_TASKS FOR THIS EXERCISE_
1. In the chase-filming post, what software must the project be edited on?
2. Say whether each statement agrees with the chase-filming post, answering yes or no and quoting the deciding words: (a) The film's dialogue will be recorded on set. (b) The camera has to be usable with one hand. (c) The shooting approach calls for frequent whip pans.
3. Carry on the chase-filming post from where it stops.

_SELECTED PASSAGE_
--- Start ---
This July I am filming a five-minute high-speed chase through the streets of London and would welcome any advice regarding camera selection and capturing action sequences on DV. My apologies in advance for the mixture of questions.

Here are my constraints:

1) The film must be broadcast on 16:9 anamorphic PAL and distributed on 16:9 anamorphic PAL DVD. There is also potential for a 35mm blow-up.
2) 90% of filming will occur with only natural summer daylight. The remaining 10% will be shot at night using light from streetlights
3) The film has no dialogue and all sound design / effects will be recorded after the picture is locked.
4) The film is 75% action (200 cuts) with many handheld and POV shots. Static shots will have significant motion within the frame.
5) The camera must be light enough to operate with one hand.
6) The project must be edited on FCP 4. Fire, Flame After Effects and Magic Bullet are available for the final conform, grade and deartifact.


Here is my GENERAL shooting approach:

1) Matte box and ND filters to address daylight contrast
2) “cinematic” composition, avoiding whip pans/tilts in particular
3) wide angle lens for greater depth of field and accentuation of speed. Possible fish-eye and teleconverter to mix things up.
--- End ---
_ENTRIES SHOWN_
--- Start ---
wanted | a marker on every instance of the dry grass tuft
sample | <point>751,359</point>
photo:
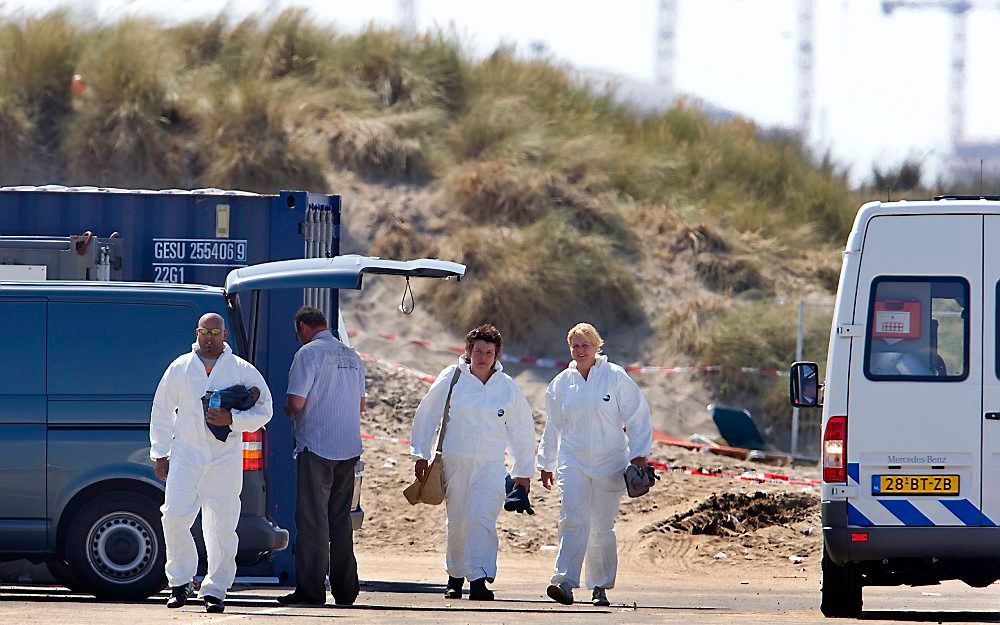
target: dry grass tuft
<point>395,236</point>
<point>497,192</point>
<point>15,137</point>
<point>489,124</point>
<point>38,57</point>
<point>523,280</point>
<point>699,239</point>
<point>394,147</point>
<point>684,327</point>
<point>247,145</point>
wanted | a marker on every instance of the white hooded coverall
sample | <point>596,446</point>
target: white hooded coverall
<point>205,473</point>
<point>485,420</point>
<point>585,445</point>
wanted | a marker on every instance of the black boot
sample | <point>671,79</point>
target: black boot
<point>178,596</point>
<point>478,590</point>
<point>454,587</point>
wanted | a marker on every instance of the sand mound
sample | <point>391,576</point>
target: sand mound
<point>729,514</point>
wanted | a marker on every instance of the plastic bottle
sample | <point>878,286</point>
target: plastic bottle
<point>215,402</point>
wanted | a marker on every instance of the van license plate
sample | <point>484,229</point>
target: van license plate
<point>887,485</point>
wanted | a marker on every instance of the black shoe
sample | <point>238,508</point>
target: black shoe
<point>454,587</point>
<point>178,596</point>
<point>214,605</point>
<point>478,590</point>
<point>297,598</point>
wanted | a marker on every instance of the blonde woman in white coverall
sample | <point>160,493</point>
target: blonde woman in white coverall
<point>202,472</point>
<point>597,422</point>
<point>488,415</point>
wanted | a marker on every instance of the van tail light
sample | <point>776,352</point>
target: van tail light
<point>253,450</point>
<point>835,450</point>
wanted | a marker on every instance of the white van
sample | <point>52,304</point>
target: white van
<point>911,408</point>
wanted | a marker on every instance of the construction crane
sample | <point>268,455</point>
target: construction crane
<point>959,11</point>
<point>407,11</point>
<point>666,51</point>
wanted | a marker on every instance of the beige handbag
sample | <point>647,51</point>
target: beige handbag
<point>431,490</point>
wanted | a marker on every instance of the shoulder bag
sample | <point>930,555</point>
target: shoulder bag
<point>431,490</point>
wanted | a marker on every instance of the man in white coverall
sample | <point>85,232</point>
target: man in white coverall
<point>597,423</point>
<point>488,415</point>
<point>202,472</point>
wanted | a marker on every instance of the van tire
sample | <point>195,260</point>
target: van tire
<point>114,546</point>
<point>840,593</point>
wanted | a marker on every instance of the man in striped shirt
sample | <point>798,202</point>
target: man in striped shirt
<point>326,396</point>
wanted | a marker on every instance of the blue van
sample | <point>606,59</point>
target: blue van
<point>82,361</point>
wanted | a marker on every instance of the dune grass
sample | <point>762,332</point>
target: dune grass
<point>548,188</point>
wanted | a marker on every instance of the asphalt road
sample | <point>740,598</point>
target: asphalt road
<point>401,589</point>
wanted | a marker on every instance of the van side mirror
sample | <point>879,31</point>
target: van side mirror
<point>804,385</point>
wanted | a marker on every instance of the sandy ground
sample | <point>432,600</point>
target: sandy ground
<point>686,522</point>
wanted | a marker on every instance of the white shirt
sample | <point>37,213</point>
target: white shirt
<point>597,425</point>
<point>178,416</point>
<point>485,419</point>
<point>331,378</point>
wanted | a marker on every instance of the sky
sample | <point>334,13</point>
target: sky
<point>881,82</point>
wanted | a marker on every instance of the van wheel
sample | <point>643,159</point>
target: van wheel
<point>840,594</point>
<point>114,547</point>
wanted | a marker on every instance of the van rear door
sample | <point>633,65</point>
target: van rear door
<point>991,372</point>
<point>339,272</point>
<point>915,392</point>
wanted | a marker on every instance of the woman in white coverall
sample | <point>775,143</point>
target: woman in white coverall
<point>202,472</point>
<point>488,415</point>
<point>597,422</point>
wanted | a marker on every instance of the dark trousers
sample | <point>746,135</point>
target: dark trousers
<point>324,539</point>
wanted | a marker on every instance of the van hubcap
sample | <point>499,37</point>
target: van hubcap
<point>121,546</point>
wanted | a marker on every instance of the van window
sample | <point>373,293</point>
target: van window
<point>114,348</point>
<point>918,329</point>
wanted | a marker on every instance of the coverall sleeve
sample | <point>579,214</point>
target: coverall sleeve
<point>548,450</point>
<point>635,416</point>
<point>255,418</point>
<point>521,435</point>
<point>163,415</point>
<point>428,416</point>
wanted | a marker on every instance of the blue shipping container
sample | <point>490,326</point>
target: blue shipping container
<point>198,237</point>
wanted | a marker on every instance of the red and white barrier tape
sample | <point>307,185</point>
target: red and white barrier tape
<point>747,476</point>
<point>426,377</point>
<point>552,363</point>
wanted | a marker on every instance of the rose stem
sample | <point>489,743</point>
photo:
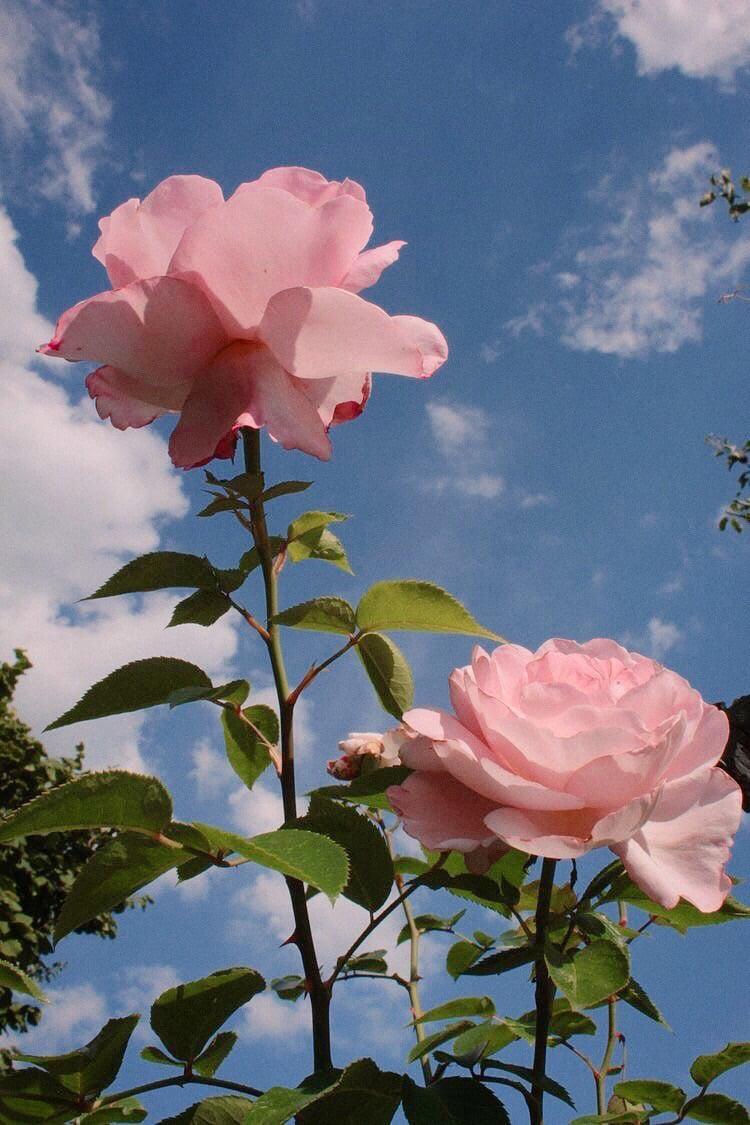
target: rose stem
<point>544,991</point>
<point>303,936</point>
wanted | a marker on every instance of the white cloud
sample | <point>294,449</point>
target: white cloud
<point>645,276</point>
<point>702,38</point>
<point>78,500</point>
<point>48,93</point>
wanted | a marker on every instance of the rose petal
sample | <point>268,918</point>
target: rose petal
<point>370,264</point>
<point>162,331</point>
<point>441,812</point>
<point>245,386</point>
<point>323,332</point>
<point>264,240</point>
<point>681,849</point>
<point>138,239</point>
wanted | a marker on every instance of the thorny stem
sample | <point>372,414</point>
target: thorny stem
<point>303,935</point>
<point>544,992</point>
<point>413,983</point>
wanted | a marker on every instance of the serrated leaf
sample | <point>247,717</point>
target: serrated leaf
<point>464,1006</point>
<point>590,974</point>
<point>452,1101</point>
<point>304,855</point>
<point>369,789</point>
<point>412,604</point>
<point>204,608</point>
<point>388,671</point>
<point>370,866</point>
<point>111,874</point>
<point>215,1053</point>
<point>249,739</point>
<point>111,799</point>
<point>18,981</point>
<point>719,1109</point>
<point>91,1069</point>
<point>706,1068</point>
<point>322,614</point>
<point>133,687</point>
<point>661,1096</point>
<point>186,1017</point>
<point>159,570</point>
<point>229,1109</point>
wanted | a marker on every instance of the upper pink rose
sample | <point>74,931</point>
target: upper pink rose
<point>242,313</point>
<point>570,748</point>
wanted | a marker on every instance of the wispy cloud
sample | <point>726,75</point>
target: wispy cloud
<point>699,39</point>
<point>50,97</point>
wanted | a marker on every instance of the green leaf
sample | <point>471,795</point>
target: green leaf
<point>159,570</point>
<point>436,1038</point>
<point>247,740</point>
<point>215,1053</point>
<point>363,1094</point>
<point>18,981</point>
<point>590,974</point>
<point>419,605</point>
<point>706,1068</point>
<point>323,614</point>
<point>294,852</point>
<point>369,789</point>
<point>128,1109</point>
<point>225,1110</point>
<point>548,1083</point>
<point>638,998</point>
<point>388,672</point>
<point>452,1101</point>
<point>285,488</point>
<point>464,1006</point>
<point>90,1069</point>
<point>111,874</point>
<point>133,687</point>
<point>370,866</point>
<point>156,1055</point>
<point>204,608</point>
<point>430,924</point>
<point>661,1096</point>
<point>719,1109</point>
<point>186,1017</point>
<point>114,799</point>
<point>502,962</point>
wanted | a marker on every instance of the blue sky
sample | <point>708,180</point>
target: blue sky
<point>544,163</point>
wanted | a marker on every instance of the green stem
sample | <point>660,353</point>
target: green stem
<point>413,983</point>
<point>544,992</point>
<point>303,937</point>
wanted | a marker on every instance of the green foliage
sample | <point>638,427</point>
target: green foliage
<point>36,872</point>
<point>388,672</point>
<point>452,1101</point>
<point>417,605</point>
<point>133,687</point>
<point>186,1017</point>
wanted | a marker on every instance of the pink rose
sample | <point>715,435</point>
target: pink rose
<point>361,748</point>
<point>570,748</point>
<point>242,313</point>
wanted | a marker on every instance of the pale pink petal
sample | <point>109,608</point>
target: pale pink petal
--- End ---
_ANSWERS TO THE PROBLEMS_
1. FCP 4.

2.
(a) No: "The film has no dialogue and all sound design / effects will be recorded after the picture is locked."
(b) Yes: "The camera must be light enough to operate with one hand."
(c) No: "avoiding whip pans/tilts in particular"

3.
I’m interested in any techniques to overcome the “stutter” or “strobe” effect so often associated with deinterlaced video. Experiences with shutter speed in relation to motion blur would also be very useful.

Should I film in progressive scan, or shoot interlaced and use software to deinterlace later? 24p, 30p or 60i? Has anyone had any luck "overcranking" DV using some sort of software interpolation on 60i?

What camera do you believe is best suited for the project given my shooting restraints? At the moment I am particularly interested in a comparison of the Panasonic DVX100A (25p PAL) and the JVC-HD10U (30p). In relation to the Panasonic, if I use an anamorphic adapter, does this mean I cannot shoot wide angle? I’ve also heard mixed reviews about the cameras 16:9 “squeeze mode”. In relation to the JVC, I’ve read that the 30p to 25p/24p conversion can be a nightmare, and I am concerned that the MPEG compression format will show significant artifacting when forced to cruch very active frames. I’ve also seems that the HDV post-production workflow has not been perfected. Still, the greater resolution would excellent if the film is blown up to a 35mm print.

Much of the chase will be filmed by an operator on rollerblades. Our tests have come back with an excellent floating sensation, but a high frequency buzz is being transmitted from the wheels through to the operator's arm. Does anyone know of dampener to reduce this buzz? Something like a rigid hoop connecting to a central camera mount with elastic chords?

Any other experience / advice on capturing an action sequence on DV would be extremely helpful.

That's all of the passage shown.